## TEXT PASSAGE

────────────────

And the distorted Rock guitar riff?
"That's the Gretsch through the Rockman then into the desk."
Is there a Hammond in there somewhere.
"Yeah, it's a real old Hammond — one that's held together with bits of matches and gaff a tape."
2) There Must Be An Angel
What's the sequencer pattern played on?
"It's Annie holding down chords and using the Drawmer gates. It's not actually a sequencer — she's just playing the chords and the gate's making it play in time."
It sounds like a female opera singer throughout, but at one point she starts singing really deep.
"That's because it's a man who's singing really high, and then he goes through three octaves. Because he sang on that record he's now packed in Opera and started a career a bit like Klaus Nomi and changed his name to Angel Cross because of the name of the track."
It sounds like there's a real harp playing.
"No, it's the harp setting on the Yamaha DX7 and it's just all the black notes. But because it's so fast he (Michael Kaman) just used to keep playing the section and putting the repeat echo in exact time as he played it. We cheated."
3) Love You Like A Ball And Chain
What drum machine's playing the pattern?
"It's a DMX, but everything on it is gated reverb."
What about the bass sequence?
"That's actually Dean playing the bass mixed with an SH09 triggered by a CSQ1000."
What about the stamping/scraping sound?
"That's my mother and about four Frenchmen on the roof of the building in the gravel stomping. They kept going out of time and I kept saying I'll drop you in, try it again. Of course my mum will never complain and eventually half an hour later I went out there and she was fluorescent red, panting. It was like running on the spot for half an hour."
4) Sisters Are Doing It (For Themselves)
How do you mike up a gospel choir?
"Basically you just have a couple of mikes in the centre of them and just move the people around, rather than move the mikes round."
What about the shaker sound?
"That was the receptionists pencil box, all that plastic Habitat-type affair. I wanted a shaker but as soon as I used a normal one it all sounded like the DMX shaker. So I got that and gaffa-taped it all up and got Adam the engineer to play it while I Eq'd it."
And the stange solo guitar sound?
"That's a Fender Strat through a wah-wah, then an octaver and through a distortion pedal."

────────────────

## EXTRACTED DATA
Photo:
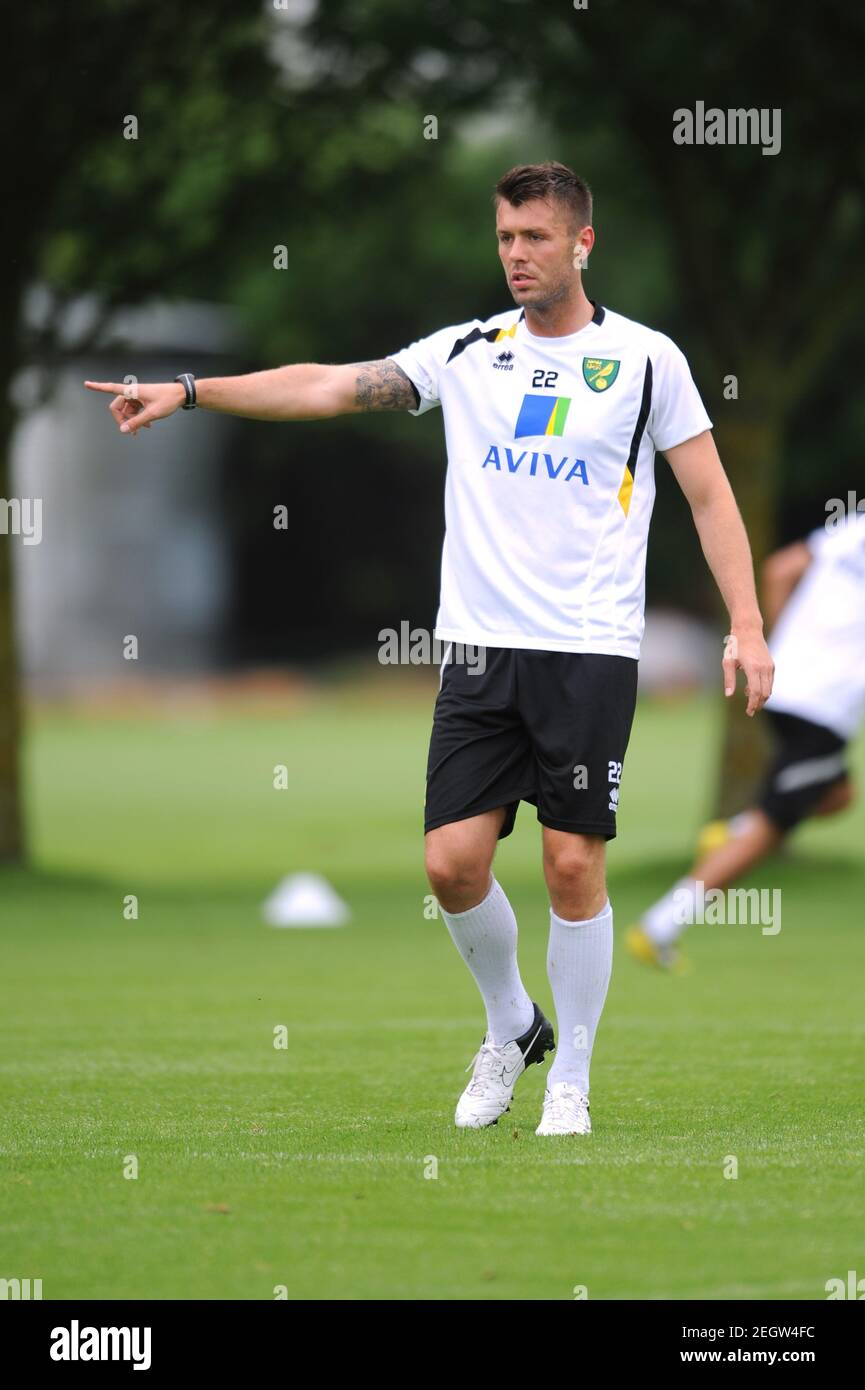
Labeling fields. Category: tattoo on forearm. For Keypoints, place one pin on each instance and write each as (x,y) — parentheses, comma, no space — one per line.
(383,385)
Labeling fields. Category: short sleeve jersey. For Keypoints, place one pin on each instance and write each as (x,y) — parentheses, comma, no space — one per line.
(550,484)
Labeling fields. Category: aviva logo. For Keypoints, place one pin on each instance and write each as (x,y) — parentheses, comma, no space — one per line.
(543,414)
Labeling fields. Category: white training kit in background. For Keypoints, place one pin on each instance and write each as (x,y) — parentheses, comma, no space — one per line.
(818,642)
(550,489)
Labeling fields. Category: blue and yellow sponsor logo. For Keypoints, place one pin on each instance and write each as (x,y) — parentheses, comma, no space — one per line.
(543,414)
(600,373)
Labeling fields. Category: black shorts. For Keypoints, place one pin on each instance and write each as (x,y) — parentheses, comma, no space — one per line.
(808,761)
(545,727)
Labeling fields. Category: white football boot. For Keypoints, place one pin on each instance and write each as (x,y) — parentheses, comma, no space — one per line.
(565,1111)
(497,1070)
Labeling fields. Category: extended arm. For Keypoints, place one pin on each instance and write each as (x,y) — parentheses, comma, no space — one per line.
(725,544)
(309,391)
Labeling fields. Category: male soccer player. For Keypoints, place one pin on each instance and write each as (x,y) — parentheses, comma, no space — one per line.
(552,414)
(814,597)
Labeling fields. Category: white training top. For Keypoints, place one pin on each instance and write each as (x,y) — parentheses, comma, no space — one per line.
(550,488)
(818,642)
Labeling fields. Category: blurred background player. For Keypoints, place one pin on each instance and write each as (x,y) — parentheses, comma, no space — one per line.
(814,599)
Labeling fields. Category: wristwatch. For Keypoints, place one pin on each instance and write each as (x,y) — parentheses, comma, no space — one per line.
(187,381)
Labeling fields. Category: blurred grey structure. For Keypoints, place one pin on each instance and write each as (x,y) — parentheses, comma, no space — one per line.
(679,653)
(131,528)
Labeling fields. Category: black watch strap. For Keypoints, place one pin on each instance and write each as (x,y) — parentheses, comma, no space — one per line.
(187,381)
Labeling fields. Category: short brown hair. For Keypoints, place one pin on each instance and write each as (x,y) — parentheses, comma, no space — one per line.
(552,182)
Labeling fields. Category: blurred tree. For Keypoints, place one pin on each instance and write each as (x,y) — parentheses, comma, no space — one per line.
(138,128)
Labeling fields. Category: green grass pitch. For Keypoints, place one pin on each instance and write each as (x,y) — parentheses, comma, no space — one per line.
(305,1166)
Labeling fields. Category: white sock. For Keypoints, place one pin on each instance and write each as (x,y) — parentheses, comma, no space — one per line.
(579,963)
(665,922)
(486,938)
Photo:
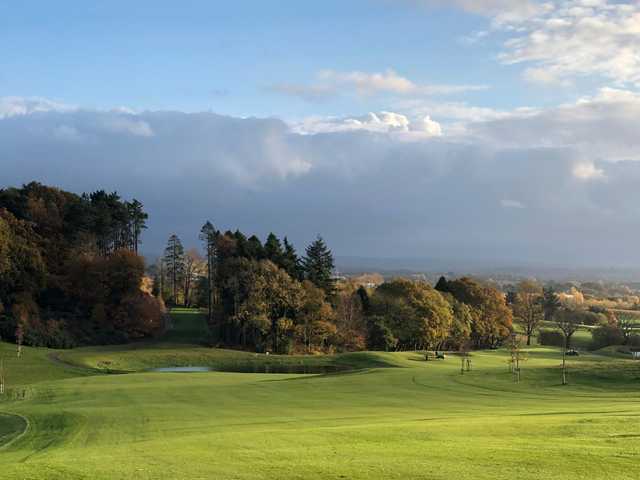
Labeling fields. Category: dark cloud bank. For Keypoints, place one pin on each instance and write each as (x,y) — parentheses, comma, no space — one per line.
(370,194)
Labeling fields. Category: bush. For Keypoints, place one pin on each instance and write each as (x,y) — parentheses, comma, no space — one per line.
(379,336)
(606,335)
(552,338)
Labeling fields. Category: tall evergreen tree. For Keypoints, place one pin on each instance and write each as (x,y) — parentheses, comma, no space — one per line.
(208,236)
(273,250)
(290,261)
(318,266)
(174,261)
(255,250)
(137,222)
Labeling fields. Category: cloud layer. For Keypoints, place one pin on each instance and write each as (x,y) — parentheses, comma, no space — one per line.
(496,193)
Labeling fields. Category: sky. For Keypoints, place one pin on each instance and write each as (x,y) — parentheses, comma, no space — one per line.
(496,131)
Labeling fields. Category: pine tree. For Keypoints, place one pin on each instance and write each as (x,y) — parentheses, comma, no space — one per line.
(290,261)
(174,261)
(137,222)
(273,250)
(208,236)
(318,266)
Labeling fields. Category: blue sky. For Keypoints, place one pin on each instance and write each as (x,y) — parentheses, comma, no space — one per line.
(224,56)
(502,131)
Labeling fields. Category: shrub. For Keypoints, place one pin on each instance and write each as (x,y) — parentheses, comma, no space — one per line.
(379,336)
(606,335)
(551,338)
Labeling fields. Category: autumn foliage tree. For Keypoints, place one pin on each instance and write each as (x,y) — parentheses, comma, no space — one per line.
(68,268)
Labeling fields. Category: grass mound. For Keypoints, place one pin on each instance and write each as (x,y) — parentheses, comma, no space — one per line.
(418,420)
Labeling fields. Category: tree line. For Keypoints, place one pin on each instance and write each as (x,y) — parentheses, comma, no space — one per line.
(69,269)
(264,296)
(542,311)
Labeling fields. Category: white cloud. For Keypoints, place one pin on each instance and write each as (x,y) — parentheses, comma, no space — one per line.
(127,123)
(502,11)
(587,171)
(331,83)
(602,126)
(365,189)
(506,203)
(382,122)
(577,38)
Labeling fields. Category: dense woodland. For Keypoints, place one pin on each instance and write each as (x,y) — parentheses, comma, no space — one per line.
(70,274)
(69,269)
(264,296)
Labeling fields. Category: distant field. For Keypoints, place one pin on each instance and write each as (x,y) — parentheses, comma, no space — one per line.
(392,416)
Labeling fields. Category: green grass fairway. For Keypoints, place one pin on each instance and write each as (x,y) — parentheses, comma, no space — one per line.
(394,416)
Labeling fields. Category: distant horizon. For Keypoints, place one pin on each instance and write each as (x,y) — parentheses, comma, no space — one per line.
(495,131)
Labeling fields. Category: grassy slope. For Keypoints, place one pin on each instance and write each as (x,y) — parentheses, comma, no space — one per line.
(420,420)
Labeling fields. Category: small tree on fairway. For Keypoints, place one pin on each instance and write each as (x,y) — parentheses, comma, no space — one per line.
(208,236)
(568,322)
(318,266)
(550,303)
(528,306)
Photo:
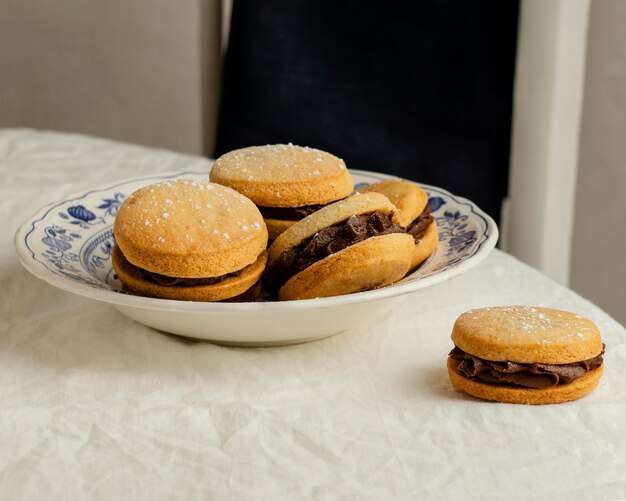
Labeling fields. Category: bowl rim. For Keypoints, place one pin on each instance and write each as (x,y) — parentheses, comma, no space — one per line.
(27,258)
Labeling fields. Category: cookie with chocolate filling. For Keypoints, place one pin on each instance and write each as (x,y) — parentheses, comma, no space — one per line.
(525,355)
(413,213)
(352,245)
(286,182)
(190,240)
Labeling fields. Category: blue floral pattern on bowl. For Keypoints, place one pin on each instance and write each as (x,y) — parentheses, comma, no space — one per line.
(74,238)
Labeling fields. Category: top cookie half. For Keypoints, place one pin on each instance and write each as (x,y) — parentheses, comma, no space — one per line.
(284,175)
(189,229)
(527,334)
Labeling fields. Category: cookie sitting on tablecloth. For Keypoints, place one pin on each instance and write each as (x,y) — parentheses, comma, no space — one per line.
(525,355)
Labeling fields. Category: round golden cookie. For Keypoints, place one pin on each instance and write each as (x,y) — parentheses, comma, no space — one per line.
(370,264)
(328,216)
(243,286)
(527,334)
(283,175)
(409,198)
(425,246)
(190,229)
(512,395)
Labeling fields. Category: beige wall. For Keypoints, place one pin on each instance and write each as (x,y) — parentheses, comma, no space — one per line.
(129,70)
(598,265)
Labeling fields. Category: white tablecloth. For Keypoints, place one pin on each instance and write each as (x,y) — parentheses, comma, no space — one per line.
(93,405)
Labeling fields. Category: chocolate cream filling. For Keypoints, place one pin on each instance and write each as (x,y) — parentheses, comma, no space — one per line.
(167,281)
(329,241)
(185,282)
(335,238)
(523,375)
(289,213)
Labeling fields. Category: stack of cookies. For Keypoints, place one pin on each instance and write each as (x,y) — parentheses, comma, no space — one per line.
(206,241)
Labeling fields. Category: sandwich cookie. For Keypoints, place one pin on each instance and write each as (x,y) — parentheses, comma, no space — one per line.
(190,240)
(350,246)
(525,355)
(413,213)
(286,182)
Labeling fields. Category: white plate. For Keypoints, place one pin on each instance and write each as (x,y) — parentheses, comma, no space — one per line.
(68,244)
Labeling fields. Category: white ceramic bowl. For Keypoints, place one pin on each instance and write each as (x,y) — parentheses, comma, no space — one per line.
(68,244)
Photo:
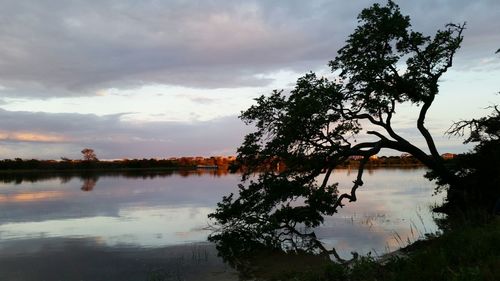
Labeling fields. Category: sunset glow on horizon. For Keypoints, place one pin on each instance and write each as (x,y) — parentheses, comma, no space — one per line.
(169,78)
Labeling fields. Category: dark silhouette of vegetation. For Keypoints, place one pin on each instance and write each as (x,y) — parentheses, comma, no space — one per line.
(320,125)
(18,164)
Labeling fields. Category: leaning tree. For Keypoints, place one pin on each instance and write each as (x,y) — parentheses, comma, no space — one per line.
(321,123)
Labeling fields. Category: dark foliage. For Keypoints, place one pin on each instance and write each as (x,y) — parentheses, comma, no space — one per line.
(322,123)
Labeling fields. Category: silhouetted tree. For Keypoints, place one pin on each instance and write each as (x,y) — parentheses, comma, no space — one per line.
(89,154)
(321,123)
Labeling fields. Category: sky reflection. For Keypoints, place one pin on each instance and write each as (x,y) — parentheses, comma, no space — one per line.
(162,210)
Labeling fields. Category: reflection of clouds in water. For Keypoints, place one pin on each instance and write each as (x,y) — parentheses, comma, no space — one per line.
(392,207)
(144,227)
(52,200)
(173,209)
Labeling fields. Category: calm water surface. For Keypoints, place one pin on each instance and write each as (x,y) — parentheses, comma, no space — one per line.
(136,227)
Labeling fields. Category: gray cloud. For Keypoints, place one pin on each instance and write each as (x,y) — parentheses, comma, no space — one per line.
(60,48)
(49,135)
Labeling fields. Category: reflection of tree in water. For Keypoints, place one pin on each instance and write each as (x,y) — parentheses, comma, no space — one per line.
(274,254)
(89,182)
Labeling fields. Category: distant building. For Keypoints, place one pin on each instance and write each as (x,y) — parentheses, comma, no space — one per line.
(447,156)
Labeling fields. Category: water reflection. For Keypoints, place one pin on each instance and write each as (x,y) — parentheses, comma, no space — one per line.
(99,222)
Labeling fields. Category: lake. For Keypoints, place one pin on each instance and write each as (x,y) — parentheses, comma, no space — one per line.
(147,225)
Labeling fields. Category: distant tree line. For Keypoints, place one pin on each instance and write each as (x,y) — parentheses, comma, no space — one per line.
(68,164)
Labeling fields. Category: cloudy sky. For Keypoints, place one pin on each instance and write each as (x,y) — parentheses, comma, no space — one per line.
(169,78)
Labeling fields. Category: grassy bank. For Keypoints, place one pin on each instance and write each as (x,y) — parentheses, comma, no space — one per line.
(469,253)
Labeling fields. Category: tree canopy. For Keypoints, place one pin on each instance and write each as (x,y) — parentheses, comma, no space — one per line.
(323,122)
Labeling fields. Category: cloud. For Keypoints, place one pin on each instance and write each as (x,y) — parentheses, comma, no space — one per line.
(54,135)
(61,48)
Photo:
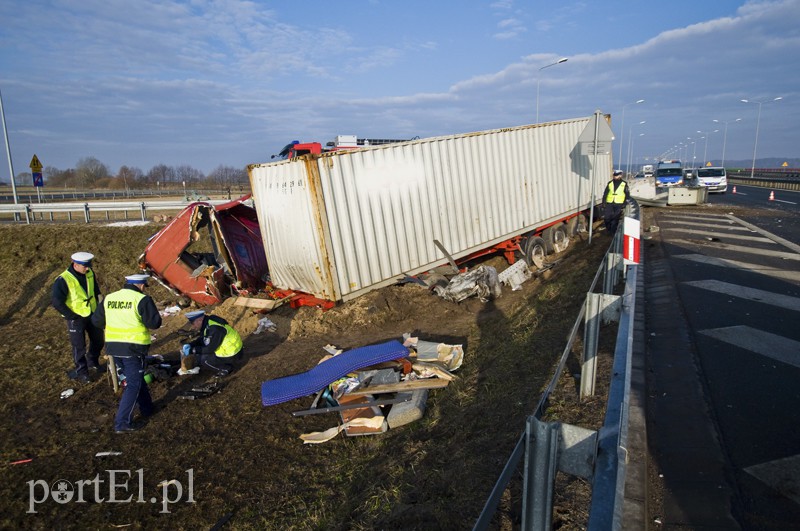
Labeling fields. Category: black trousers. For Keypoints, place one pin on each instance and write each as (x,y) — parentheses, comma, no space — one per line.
(85,357)
(611,214)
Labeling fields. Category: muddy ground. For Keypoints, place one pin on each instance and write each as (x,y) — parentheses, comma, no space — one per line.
(243,464)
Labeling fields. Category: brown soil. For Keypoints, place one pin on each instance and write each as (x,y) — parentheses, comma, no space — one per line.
(246,462)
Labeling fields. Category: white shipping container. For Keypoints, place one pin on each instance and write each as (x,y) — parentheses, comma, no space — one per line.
(343,223)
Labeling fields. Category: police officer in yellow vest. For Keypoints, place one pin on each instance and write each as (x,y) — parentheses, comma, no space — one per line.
(128,315)
(75,295)
(218,344)
(614,198)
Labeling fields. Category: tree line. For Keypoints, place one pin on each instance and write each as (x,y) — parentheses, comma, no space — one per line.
(90,173)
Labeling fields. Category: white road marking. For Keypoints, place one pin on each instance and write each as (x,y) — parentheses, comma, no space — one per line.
(738,248)
(721,235)
(721,262)
(782,475)
(706,225)
(772,346)
(751,294)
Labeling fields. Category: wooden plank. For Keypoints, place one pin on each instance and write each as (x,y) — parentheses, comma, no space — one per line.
(263,304)
(429,383)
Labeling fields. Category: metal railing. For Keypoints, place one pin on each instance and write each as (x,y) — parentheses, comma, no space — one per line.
(30,210)
(548,447)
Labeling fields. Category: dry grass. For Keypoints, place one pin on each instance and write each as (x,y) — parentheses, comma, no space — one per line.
(247,460)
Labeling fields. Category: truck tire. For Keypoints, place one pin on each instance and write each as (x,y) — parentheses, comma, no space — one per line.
(535,252)
(576,225)
(560,238)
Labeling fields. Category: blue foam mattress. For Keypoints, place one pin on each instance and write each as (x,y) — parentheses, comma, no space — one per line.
(309,382)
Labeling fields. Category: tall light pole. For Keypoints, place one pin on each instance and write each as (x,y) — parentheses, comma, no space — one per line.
(538,80)
(622,131)
(705,149)
(725,137)
(630,133)
(758,121)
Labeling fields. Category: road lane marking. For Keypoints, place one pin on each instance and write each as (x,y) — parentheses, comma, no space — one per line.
(737,248)
(773,237)
(706,225)
(782,475)
(772,346)
(721,235)
(751,294)
(722,262)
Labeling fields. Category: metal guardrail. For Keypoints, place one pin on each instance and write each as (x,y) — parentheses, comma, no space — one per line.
(30,210)
(548,447)
(778,184)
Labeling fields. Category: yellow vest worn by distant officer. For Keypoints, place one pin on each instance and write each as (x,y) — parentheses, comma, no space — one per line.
(232,343)
(123,322)
(618,196)
(78,300)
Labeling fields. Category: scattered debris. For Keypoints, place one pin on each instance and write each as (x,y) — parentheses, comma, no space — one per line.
(265,324)
(172,310)
(515,275)
(481,281)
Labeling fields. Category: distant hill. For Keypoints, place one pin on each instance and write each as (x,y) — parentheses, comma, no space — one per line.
(771,162)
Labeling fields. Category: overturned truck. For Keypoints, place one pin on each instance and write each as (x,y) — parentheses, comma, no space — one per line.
(336,225)
(209,252)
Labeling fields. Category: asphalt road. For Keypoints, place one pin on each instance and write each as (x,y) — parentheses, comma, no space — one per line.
(736,283)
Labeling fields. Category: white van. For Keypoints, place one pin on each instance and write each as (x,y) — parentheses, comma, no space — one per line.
(713,178)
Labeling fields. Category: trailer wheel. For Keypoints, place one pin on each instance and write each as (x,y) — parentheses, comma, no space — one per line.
(576,225)
(547,237)
(535,252)
(560,238)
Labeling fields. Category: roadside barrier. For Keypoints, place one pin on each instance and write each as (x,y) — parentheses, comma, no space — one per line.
(30,211)
(598,456)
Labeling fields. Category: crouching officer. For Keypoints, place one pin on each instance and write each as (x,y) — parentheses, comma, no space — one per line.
(74,295)
(127,315)
(218,344)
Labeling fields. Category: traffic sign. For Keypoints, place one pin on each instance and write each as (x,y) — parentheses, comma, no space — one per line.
(35,165)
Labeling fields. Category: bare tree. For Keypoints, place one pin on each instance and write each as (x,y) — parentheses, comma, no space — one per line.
(188,174)
(130,176)
(89,170)
(161,173)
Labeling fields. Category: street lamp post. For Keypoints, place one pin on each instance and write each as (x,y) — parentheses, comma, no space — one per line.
(725,137)
(538,80)
(630,133)
(758,121)
(705,149)
(622,131)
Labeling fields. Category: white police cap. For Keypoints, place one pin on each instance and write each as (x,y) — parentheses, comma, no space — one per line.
(195,314)
(83,258)
(137,279)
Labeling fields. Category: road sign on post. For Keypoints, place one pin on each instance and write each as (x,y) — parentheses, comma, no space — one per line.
(631,242)
(36,171)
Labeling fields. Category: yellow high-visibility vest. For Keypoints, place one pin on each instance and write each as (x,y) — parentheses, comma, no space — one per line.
(617,196)
(231,344)
(123,322)
(83,302)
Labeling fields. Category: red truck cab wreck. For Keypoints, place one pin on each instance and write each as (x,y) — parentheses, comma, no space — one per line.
(209,253)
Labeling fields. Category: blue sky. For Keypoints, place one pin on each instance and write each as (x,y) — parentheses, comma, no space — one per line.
(207,83)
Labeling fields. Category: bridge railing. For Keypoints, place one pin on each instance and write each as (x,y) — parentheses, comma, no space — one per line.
(547,447)
(28,212)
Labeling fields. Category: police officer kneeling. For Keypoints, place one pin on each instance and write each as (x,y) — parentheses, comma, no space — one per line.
(127,315)
(218,344)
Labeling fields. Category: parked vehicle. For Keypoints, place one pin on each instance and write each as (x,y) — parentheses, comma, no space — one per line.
(208,252)
(669,173)
(714,178)
(337,224)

────────────────

## EXERCISE OBJECTIVE
In the studio interview text, what produced the harp-like sound on "There Must Be An Angel"?

## RESULT
The harp setting on the Yamaha DX7, played on all the black notes.